**Problem details**
Render each line of the listing below as a Markdown table with the columns Row and Line, numbering the rows and skipping any blank lines.

**Records for the exercise**
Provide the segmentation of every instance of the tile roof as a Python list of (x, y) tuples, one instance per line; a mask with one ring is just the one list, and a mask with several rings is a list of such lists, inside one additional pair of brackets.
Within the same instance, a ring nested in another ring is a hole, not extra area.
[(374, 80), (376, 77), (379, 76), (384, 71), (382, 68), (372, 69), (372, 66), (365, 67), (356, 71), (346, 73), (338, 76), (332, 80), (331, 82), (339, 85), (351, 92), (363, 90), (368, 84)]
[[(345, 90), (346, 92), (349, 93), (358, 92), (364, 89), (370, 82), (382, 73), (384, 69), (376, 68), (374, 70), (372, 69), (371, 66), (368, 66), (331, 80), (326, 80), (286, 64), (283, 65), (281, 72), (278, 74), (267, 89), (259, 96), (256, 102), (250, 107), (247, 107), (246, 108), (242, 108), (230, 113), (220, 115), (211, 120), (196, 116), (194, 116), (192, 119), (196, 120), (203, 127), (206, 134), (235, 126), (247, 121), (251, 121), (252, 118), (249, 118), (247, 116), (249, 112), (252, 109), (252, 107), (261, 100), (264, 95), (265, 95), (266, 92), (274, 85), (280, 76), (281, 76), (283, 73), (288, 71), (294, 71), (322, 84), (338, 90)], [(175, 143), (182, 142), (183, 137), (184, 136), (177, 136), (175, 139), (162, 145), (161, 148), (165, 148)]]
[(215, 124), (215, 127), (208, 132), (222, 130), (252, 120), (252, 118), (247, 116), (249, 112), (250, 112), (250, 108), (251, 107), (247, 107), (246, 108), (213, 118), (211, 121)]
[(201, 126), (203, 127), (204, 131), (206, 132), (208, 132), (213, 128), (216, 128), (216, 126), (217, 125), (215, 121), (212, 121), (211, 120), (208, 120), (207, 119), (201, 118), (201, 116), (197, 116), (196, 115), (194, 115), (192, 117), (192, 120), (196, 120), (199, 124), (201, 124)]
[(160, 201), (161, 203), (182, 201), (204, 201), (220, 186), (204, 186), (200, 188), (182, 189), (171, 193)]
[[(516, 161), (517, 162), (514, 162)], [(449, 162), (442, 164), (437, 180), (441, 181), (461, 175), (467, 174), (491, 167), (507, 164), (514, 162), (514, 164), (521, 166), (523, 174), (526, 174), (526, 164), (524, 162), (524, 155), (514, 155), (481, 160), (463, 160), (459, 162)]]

**Written answer**
| Row | Line |
|---|---|
| 1 | Provide the segmentation of every instance of the tile roof as a Python list of (x, y) tuples, one instance per line; a mask with one ring is just the one list, and a mask with several rings is a list of such lists, inside one additional pair of brackets. |
| 2 | Within the same instance, a ring nested in another ring is a hole, not extra area. |
| 3 | [(374, 80), (376, 77), (379, 76), (384, 71), (382, 68), (372, 69), (372, 66), (365, 67), (356, 71), (346, 73), (338, 76), (332, 80), (331, 82), (339, 85), (351, 92), (363, 90), (368, 84)] |
| 4 | [[(345, 90), (346, 92), (349, 93), (358, 92), (364, 89), (370, 82), (382, 73), (384, 69), (376, 68), (374, 70), (372, 69), (371, 66), (368, 66), (331, 80), (326, 80), (286, 64), (283, 65), (281, 72), (278, 74), (267, 89), (259, 96), (256, 102), (250, 107), (247, 107), (246, 108), (242, 108), (230, 113), (220, 115), (211, 120), (196, 116), (194, 116), (192, 119), (196, 120), (203, 127), (206, 134), (235, 126), (247, 121), (251, 121), (252, 118), (249, 118), (247, 116), (249, 112), (252, 109), (252, 107), (261, 100), (264, 95), (265, 95), (266, 92), (274, 85), (280, 76), (281, 76), (283, 73), (288, 71), (294, 71), (322, 84), (338, 90)], [(175, 143), (182, 142), (183, 137), (184, 136), (177, 136), (175, 139), (162, 145), (161, 148), (165, 148)]] |
| 5 | [(215, 124), (215, 127), (208, 132), (222, 130), (252, 120), (252, 118), (247, 116), (249, 112), (250, 112), (250, 108), (251, 107), (247, 107), (246, 108), (213, 118), (211, 121)] |
| 6 | [(201, 126), (203, 127), (204, 131), (206, 132), (208, 132), (213, 128), (216, 128), (216, 126), (217, 125), (215, 121), (212, 121), (211, 120), (208, 120), (207, 119), (201, 118), (201, 116), (197, 116), (196, 115), (194, 115), (192, 117), (192, 120), (196, 120), (199, 124), (201, 124)] |
| 7 | [(160, 201), (161, 203), (182, 201), (204, 201), (220, 186), (204, 186), (200, 188), (182, 189), (171, 193)] |
| 8 | [[(516, 161), (517, 162), (514, 162)], [(449, 162), (442, 164), (437, 180), (441, 181), (461, 175), (467, 174), (491, 167), (507, 164), (514, 162), (514, 164), (521, 166), (523, 174), (526, 174), (526, 164), (524, 162), (524, 155), (514, 155), (481, 160), (463, 160), (459, 162)]] |